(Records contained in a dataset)

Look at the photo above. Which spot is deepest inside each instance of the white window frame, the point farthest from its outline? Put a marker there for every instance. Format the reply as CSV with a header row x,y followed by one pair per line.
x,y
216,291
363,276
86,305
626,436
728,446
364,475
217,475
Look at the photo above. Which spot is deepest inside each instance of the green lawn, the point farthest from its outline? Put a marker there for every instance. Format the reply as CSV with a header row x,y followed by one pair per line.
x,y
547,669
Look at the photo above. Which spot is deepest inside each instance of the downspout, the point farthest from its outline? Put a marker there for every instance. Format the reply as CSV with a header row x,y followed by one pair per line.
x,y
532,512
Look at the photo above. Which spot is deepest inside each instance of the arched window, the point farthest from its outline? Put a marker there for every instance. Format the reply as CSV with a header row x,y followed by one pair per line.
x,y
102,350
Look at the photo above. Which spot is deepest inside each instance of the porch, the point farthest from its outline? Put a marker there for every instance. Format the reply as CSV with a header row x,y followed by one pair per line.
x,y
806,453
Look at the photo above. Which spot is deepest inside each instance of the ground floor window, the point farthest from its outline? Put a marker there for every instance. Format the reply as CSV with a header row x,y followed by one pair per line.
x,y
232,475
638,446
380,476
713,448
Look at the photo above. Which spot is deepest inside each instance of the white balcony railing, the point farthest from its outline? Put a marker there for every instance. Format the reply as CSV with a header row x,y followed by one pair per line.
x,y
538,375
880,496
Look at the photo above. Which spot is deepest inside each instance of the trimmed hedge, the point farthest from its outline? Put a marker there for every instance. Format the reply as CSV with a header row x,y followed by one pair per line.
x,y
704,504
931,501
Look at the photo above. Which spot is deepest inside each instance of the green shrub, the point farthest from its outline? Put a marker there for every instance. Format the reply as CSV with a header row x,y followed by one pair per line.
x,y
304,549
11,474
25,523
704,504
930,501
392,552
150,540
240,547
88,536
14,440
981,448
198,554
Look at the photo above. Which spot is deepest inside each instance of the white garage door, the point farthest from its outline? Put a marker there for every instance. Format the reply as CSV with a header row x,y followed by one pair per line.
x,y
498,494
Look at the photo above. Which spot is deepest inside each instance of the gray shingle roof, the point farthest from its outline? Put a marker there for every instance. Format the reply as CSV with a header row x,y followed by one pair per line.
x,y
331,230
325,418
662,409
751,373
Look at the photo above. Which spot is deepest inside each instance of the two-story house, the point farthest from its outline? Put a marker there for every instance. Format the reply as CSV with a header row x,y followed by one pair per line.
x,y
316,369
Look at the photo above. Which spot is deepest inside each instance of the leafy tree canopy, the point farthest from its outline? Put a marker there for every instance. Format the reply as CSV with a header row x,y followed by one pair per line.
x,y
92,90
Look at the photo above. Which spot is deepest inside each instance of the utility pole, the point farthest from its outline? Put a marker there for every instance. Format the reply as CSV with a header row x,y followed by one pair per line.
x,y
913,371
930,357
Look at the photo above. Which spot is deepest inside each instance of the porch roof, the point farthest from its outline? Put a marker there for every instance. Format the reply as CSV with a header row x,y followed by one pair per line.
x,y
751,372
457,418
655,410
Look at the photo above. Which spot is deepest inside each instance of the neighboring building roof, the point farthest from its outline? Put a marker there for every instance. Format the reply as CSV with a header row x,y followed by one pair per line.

> [Problem]: Starting with the line that contains "of the gray", return every line through the last one of the records, exactly as written.

> [Exercise solution]:
Look at the photo above. Which spot is deepest inside each instance of the gray shingle roof, the point farthest from its outline? Put a marker there for every instance. Format the reply as CSV with a header row x,y followed by one pair per line.
x,y
331,230
325,418
662,409
751,373
Look at the photo above. Which spot is deepest inside each instance of the two-story house, the point farthest from its outline? Put a marker there for every instance. Format the reply as CSV with a header row x,y followed by one pair per line.
x,y
316,369
Look at the photo above. Which spot is deepest inside each instance of the leafy tree canopy, the point farthest from its outline? Put a marker there for every instance. Format the reply as CSV with a header row x,y followed by one pair per line.
x,y
92,90
Look at the photo above. Which spot is deepest inside each instance of the utility pole, the point farthest from its outline? Put a marker there for every instance. Format the reply as CSV with a header row x,y followed by one pair per line.
x,y
913,371
930,357
Look at the photo above. Which spot is deepest inside each instance of the porch roof, the point farthest from its outline? Put a marker there for every instance. Format the reply as CSV with a header row x,y followed by one pair per line.
x,y
751,372
457,418
655,410
Look at the photo above. Which spot is deepest inside each instance of the neighboring building roof, the point farthest from its outline? Put a marker there for every instance. Format the reply as CSV with a header row x,y followed by one pair per line.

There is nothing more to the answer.